RECORDS TO USE
----------------

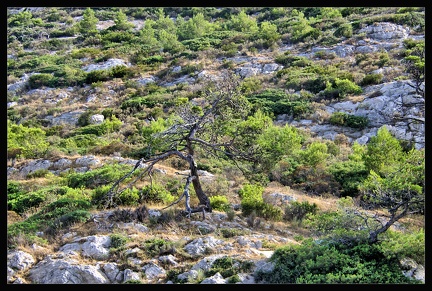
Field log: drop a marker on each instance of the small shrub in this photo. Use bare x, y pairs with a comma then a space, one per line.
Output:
155, 193
371, 79
118, 241
298, 210
219, 202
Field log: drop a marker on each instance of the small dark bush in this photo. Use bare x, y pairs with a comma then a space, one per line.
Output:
298, 210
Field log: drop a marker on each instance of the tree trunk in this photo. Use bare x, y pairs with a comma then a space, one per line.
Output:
202, 197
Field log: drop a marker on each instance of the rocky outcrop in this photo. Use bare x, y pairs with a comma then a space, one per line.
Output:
86, 260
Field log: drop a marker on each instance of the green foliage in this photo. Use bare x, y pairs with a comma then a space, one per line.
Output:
268, 33
20, 201
349, 174
277, 142
100, 176
155, 246
276, 101
345, 119
107, 126
227, 267
344, 30
314, 154
156, 193
118, 241
371, 79
129, 197
396, 244
320, 262
194, 27
231, 232
383, 152
40, 173
252, 202
30, 142
97, 75
300, 27
40, 80
297, 211
243, 23
340, 89
219, 202
87, 26
57, 215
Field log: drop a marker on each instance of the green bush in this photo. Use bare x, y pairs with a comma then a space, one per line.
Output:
156, 193
318, 262
298, 210
94, 178
219, 202
344, 30
227, 267
97, 75
371, 79
129, 197
349, 174
118, 241
344, 119
252, 202
38, 80
404, 245
340, 88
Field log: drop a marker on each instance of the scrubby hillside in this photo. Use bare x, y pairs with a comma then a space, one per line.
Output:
310, 154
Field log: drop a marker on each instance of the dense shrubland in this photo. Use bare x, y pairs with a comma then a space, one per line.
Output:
386, 175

----------------

PROBLEM TO WORK ON
Reproduce the listing above in full, swapping "marker" for "pin" wherever it occurs and keeping everything else the same. Leave out the pictures.

SOLUTION
Field log: drop a pin on each instance of the small shrub in this photo. Use bare x, y pairs with a comma then a space, one per line.
Output:
155, 193
371, 79
118, 241
298, 210
219, 202
Field log: drop a pin on each instance of the small dark bush in this photo. Use bare x, y pairs with a comma then a space, one per line.
Output:
298, 210
Field log: drop a pin on each instance of the tree trunk in this photo. Use bare x, y pairs with a comma then a space, one per line.
Output:
202, 197
Field log: drop a pin on each instance of the rocky outcrop in this photo. Use bare x, y pairs with a comma then a space, one per line.
Output:
86, 260
Field log: drop a pin on each instance of the green foliage in this photo. Use bare x, y pairs with a comma then a space, one per line.
Output:
268, 33
20, 201
349, 174
277, 142
100, 176
155, 246
276, 101
345, 119
107, 126
227, 267
344, 30
314, 154
156, 193
118, 241
371, 79
129, 197
396, 244
320, 262
194, 27
231, 232
383, 152
40, 173
252, 202
30, 142
97, 75
300, 27
40, 80
297, 211
243, 23
340, 89
219, 202
87, 26
57, 215
Field log: drop a pin on each instance of the green bush in this photo. Use bare x, y pairs with a comma then a space, one per line.
Output:
156, 193
318, 262
298, 210
94, 178
219, 202
344, 30
227, 267
97, 75
371, 79
129, 197
349, 174
118, 241
344, 119
252, 202
38, 80
404, 245
340, 88
Field log: drop a pin on each instance of the scrubby hillside in this photo. Use bare x, y pairs with a comma then a space, one per line.
Output:
310, 154
Field log: drop a pin on each instance of the dense shrubland in this photo. Use bare x, y pairs with a comma then a space, one per line.
Output:
386, 175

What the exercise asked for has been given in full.